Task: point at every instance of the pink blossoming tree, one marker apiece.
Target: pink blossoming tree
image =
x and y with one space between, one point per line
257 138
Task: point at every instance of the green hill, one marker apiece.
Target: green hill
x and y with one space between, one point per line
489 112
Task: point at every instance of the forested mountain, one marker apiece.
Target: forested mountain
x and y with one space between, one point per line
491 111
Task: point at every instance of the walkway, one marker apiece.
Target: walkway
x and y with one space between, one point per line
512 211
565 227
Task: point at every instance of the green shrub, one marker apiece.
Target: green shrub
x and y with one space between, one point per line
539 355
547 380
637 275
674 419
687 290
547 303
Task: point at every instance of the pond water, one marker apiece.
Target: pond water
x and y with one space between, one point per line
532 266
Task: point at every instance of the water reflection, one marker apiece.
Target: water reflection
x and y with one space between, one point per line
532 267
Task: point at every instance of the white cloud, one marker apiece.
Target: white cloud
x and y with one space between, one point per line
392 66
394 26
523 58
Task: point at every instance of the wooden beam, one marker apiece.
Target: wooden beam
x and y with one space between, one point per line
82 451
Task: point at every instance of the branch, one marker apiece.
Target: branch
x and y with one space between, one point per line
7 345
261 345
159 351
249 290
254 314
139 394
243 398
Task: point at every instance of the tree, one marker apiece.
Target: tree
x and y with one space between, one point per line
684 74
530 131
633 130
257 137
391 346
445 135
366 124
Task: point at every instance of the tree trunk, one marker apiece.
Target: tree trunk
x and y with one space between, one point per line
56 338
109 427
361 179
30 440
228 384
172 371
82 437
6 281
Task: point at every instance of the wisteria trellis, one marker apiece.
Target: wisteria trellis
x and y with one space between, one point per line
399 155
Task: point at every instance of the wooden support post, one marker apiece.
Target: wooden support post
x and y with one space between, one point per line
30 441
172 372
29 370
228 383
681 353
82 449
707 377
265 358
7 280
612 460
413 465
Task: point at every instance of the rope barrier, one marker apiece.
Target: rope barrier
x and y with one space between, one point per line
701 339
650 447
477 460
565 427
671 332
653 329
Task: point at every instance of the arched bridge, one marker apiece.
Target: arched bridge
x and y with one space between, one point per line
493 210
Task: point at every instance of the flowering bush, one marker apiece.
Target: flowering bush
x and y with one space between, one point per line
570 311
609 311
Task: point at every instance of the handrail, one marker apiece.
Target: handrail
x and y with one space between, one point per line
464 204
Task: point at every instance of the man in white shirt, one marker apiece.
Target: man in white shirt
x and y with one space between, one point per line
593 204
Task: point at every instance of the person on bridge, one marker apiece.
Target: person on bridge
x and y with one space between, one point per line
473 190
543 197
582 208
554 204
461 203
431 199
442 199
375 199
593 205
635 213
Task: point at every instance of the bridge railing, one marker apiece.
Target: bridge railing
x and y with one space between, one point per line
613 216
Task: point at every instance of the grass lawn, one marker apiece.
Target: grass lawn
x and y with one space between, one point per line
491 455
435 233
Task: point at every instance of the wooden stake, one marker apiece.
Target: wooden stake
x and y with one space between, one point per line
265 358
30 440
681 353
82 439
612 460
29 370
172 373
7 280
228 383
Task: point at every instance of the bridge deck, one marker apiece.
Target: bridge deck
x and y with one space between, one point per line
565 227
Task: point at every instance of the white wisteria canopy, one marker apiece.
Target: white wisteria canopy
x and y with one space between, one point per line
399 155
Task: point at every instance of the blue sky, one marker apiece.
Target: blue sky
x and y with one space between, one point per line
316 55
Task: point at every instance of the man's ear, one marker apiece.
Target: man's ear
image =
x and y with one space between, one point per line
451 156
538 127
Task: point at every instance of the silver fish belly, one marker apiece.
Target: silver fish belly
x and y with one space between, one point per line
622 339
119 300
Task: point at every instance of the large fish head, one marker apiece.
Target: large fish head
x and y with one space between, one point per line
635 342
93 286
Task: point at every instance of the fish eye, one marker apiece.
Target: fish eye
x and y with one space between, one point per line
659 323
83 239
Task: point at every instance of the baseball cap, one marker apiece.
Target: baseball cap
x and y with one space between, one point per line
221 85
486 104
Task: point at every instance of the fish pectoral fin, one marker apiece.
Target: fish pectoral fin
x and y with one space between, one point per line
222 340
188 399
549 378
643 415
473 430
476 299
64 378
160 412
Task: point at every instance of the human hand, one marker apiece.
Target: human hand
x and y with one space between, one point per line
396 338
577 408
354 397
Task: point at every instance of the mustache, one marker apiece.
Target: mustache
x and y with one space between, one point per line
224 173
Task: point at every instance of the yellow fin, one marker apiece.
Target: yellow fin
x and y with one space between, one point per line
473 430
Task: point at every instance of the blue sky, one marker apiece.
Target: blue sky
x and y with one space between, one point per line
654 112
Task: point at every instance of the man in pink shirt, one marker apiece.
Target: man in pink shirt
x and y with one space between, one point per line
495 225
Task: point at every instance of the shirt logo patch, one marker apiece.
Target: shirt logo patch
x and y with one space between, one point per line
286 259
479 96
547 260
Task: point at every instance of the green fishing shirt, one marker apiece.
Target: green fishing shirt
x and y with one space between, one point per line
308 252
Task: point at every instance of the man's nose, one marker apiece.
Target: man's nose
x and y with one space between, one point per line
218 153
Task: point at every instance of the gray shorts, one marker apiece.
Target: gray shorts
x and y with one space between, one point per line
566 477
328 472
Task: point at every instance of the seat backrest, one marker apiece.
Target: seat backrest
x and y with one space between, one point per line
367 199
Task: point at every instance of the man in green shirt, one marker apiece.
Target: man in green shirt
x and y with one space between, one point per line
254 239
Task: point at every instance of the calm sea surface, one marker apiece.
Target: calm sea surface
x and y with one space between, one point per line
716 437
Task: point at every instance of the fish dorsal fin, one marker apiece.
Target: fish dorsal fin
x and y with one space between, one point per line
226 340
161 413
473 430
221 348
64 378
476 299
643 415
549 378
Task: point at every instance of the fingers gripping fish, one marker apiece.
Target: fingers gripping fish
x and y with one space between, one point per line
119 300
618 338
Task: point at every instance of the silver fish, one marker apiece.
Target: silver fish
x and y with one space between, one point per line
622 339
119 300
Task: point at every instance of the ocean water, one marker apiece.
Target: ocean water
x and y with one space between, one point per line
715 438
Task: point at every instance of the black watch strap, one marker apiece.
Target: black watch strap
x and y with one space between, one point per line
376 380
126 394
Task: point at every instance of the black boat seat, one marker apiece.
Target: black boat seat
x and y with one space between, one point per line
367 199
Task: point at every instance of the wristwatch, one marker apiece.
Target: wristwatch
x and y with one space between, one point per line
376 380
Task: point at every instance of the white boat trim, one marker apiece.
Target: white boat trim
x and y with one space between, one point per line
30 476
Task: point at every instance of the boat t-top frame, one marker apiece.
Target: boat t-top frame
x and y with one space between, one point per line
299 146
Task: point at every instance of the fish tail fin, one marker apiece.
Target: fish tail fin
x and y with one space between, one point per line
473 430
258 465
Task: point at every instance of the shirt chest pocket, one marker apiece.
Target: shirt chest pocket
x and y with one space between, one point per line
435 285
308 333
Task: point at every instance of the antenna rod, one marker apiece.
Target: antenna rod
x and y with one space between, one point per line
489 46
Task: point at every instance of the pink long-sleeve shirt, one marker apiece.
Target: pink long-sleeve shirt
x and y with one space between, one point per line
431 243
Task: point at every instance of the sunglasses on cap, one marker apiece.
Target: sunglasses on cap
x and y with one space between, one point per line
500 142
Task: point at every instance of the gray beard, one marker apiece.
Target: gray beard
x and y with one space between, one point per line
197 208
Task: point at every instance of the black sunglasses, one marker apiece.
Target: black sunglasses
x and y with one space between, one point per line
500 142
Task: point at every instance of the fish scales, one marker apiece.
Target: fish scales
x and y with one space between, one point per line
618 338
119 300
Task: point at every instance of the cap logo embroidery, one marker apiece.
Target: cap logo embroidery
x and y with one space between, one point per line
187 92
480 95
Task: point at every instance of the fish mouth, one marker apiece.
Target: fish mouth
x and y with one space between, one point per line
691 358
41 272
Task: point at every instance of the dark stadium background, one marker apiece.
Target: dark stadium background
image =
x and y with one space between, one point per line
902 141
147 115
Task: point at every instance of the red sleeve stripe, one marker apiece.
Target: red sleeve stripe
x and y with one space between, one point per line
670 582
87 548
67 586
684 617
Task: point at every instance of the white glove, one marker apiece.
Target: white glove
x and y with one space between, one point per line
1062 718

:::::

-- INSTRUCTIONS FOR THE TASK --
Copy the data again from the line with "Task: point at every instance of the white glove, one" through the end, changing "white glove" to "gray glove" and keeping everything else the same.

-- CORRECT ANSWER --
Task: point at every instance of the gray glove, one marker apiece.
Target: gray glove
x and y with one space between, one point per line
1062 718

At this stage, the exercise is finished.